> Task objective: Format as a numbered list the lines from the one containing "Tag each instance of the pink" through the one containing "x=178, y=214", omitting any blank lines.
• • •
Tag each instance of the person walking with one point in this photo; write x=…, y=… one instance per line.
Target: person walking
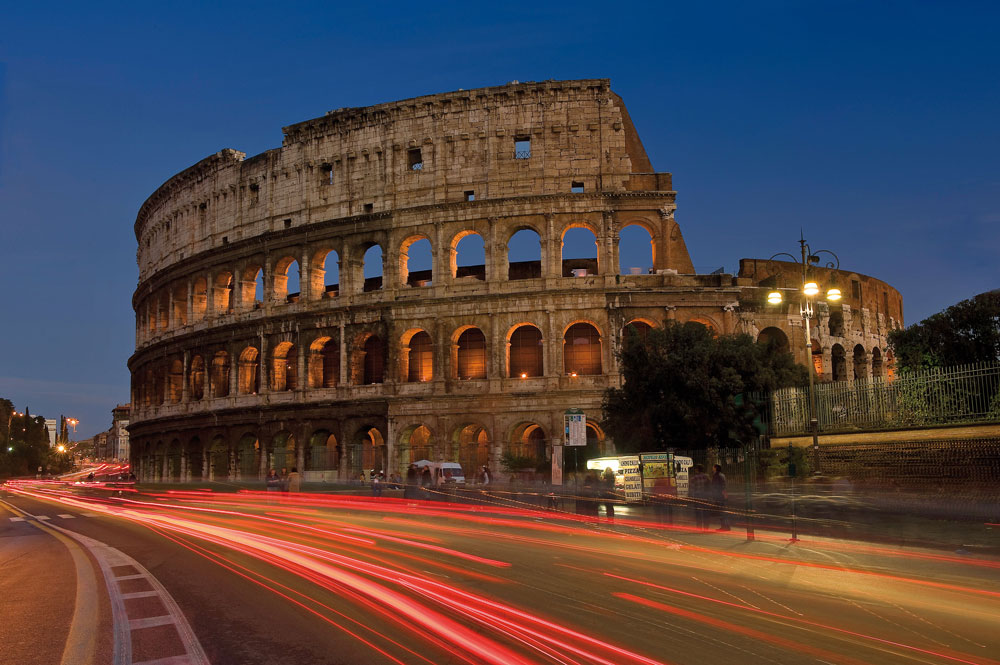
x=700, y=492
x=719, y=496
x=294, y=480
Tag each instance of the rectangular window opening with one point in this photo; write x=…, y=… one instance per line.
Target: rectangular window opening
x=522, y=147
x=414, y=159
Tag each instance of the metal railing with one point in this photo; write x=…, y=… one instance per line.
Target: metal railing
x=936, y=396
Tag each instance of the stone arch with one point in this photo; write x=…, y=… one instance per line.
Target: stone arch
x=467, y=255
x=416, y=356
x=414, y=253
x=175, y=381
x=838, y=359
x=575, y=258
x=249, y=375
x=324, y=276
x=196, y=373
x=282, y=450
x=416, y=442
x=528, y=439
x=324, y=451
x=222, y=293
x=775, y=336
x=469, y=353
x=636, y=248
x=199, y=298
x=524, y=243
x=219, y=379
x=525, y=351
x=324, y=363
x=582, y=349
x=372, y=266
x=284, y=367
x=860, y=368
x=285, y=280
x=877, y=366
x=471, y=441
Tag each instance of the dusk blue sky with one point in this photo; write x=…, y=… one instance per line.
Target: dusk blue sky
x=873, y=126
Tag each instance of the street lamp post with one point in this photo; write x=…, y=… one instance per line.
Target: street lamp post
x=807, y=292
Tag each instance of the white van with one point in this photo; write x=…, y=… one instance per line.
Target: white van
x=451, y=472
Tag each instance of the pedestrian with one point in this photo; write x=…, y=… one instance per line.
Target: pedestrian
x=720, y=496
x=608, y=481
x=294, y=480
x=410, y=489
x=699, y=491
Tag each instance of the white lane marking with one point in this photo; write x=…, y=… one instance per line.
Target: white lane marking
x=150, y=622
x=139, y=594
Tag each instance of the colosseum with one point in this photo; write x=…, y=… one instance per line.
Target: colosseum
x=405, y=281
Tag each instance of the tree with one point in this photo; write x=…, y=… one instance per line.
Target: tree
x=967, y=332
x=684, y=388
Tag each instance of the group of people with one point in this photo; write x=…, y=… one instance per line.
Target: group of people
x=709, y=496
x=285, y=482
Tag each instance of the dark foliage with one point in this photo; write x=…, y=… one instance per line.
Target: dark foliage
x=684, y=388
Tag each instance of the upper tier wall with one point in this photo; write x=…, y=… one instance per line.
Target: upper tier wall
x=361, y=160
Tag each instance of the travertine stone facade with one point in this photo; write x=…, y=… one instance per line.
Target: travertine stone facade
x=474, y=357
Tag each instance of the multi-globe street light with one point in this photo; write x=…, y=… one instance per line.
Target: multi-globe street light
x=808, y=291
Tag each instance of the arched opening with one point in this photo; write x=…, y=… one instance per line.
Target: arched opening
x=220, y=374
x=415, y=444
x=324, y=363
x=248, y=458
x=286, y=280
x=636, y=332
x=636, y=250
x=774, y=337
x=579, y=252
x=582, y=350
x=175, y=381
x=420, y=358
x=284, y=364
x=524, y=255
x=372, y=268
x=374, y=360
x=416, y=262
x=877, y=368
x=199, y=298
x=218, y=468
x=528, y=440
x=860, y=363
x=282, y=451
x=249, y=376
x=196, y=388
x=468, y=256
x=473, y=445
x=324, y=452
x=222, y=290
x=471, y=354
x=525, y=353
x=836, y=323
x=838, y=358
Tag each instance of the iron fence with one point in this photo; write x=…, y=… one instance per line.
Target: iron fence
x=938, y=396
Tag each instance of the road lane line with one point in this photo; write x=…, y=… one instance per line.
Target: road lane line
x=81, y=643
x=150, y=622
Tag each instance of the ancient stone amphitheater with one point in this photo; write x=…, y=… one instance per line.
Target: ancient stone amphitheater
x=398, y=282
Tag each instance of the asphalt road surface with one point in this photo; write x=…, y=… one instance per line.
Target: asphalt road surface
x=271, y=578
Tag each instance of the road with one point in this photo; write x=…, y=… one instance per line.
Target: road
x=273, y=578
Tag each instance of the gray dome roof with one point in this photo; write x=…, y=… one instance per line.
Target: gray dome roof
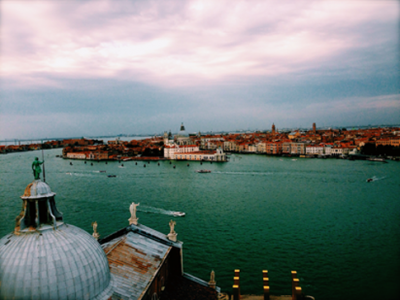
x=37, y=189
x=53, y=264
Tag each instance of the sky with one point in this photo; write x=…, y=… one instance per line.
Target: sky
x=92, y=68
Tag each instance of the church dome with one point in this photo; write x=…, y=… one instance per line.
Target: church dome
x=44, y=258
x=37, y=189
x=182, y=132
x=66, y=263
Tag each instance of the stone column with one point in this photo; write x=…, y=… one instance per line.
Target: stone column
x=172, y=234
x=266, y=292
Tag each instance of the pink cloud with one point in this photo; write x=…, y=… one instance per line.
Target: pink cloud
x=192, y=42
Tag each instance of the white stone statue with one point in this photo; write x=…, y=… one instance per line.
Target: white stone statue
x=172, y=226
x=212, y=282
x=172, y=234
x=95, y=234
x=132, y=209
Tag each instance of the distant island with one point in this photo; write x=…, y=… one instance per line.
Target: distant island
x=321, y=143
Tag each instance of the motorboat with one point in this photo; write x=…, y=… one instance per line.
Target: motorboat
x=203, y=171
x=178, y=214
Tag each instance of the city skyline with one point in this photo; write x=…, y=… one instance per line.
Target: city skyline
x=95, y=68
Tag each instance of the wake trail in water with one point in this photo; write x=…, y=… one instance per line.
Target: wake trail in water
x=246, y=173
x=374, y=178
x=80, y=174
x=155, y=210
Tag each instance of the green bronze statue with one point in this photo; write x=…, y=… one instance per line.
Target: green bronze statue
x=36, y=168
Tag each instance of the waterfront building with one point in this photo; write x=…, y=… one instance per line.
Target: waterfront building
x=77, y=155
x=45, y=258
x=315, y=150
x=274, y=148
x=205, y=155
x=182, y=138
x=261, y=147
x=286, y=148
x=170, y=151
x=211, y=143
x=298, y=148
• • •
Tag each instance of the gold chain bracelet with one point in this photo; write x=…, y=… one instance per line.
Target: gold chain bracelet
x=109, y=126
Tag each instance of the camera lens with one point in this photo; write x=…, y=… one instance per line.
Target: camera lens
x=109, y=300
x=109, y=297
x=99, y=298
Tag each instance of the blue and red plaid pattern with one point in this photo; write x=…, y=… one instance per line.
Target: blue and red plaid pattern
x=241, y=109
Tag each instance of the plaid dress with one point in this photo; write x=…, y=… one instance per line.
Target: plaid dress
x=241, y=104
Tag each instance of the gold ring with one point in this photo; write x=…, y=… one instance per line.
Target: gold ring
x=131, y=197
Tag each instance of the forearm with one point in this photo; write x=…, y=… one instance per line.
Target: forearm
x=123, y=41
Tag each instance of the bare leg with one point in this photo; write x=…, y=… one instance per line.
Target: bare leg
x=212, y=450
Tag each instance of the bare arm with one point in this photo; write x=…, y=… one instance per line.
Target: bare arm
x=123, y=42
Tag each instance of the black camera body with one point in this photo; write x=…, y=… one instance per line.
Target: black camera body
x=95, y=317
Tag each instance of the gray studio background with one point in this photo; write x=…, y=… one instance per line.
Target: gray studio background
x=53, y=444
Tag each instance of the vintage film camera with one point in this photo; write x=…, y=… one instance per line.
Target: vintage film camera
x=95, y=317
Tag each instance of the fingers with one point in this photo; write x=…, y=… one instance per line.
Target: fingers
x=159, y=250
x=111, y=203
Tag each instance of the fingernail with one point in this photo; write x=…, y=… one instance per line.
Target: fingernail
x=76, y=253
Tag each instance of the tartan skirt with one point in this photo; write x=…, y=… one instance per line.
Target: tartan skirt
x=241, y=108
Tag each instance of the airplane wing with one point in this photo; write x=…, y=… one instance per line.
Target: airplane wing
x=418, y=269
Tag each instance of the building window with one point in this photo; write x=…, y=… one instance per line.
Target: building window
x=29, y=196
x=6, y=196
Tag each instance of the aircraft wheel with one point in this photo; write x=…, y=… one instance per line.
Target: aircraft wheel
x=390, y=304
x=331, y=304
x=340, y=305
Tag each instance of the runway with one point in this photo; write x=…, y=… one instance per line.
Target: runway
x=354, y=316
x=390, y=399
• • •
> Response to this exercise:
1. Tag each instance of the pink cloud with one point in this photo; write x=…, y=… one instance per line.
2. Target: pink cloud
3. x=192, y=42
4. Tag each instance of the white stone statue with one point in this photo; write x=…, y=… one instance per line.
5. Target: white stone statue
6. x=172, y=226
7. x=212, y=282
8. x=172, y=234
9. x=95, y=234
10. x=132, y=209
11. Tag each instance of the distant island with one point in this photo; write x=…, y=… one instance per line.
12. Target: distant island
13. x=321, y=143
14. Tag each instance of the motorboat with one point in this photo; write x=…, y=… one instance per line.
15. Target: motorboat
16. x=203, y=171
17. x=178, y=214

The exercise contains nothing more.